--- Start THE RECORDS ---
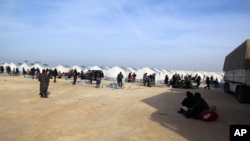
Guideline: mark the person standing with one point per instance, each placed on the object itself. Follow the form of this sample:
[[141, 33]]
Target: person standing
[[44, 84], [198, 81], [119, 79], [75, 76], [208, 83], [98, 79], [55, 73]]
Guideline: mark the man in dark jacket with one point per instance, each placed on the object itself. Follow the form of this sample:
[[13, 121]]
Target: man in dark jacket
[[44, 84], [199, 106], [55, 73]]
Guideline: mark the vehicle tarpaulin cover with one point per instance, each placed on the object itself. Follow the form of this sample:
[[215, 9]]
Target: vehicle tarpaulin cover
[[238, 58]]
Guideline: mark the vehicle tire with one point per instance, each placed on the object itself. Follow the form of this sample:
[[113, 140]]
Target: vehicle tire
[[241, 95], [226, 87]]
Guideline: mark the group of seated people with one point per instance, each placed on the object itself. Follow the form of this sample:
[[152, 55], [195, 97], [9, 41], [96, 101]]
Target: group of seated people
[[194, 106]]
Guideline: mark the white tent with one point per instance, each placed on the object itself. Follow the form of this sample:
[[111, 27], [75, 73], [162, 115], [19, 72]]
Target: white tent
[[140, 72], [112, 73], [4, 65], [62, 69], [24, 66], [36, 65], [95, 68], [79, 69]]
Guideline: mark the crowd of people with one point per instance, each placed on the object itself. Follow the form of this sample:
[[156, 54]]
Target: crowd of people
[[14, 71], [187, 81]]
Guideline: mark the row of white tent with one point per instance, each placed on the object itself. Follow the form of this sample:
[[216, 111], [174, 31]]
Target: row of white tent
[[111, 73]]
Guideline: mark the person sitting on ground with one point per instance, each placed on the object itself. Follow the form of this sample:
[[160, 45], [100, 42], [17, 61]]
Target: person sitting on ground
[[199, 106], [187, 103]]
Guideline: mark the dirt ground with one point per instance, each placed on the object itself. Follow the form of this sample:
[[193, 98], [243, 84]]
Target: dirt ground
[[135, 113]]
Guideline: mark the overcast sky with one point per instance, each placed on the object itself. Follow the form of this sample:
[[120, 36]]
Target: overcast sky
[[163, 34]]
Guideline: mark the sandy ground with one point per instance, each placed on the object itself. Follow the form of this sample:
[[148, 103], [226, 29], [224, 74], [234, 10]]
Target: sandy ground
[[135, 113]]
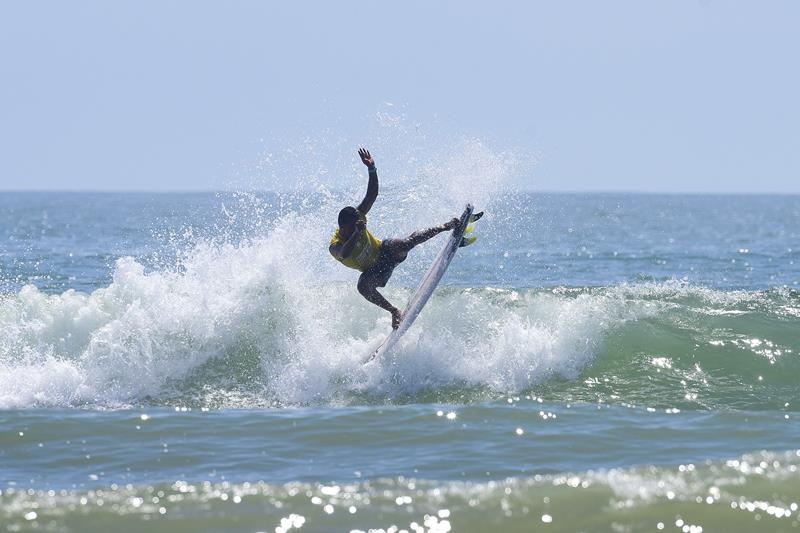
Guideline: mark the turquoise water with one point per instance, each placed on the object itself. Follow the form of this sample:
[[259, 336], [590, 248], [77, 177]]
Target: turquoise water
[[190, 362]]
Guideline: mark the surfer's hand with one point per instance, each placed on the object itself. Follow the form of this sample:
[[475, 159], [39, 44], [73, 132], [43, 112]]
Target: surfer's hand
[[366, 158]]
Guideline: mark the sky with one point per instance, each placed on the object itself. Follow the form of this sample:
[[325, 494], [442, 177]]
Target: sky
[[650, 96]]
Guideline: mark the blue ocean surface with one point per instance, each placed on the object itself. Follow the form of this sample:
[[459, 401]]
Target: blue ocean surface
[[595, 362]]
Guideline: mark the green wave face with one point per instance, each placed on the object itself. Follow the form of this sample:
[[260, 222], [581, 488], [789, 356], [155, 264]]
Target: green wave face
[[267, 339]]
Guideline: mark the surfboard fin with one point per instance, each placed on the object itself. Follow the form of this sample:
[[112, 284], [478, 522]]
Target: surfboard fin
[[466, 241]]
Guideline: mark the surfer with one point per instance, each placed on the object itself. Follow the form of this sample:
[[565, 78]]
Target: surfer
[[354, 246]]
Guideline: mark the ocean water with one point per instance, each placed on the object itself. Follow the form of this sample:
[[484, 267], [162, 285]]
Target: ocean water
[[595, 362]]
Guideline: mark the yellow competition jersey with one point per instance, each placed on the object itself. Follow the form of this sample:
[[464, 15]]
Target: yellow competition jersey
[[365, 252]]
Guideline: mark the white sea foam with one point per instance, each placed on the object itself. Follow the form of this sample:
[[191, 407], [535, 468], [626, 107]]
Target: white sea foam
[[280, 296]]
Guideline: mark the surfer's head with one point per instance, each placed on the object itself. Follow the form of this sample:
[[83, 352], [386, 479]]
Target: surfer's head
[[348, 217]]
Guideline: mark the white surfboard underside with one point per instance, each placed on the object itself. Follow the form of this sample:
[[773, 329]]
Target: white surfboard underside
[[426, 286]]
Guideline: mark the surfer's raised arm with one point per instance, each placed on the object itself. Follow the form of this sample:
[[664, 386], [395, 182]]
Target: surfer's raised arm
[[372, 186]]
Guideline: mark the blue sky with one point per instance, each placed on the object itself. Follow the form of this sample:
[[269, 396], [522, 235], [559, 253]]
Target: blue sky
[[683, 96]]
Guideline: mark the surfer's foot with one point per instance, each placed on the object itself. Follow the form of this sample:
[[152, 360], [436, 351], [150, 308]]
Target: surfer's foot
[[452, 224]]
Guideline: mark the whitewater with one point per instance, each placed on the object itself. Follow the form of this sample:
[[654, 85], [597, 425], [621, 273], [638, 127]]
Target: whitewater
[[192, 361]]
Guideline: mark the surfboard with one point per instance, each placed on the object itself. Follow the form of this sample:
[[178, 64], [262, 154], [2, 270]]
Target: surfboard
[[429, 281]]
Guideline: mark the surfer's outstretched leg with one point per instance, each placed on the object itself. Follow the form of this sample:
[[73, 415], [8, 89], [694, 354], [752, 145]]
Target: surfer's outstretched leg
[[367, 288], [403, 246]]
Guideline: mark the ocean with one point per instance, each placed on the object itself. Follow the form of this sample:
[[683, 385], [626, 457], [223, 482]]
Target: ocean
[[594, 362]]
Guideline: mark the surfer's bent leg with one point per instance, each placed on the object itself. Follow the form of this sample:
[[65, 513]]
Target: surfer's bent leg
--- End THE RECORDS ---
**WHAT IS NEEDED**
Write out every line, starting with the line that contains "Guideline: mark the sky" and going on through the line that contains "[[650, 96]]", and shift each answer coordinate by -113 while every other line stays unchanged.

**THE COMPLETED TASK**
Guideline: mark the sky with one point per instance, each placed on the object itself. Follow the form of this sample:
[[325, 494], [442, 177]]
Target: sky
[[537, -17]]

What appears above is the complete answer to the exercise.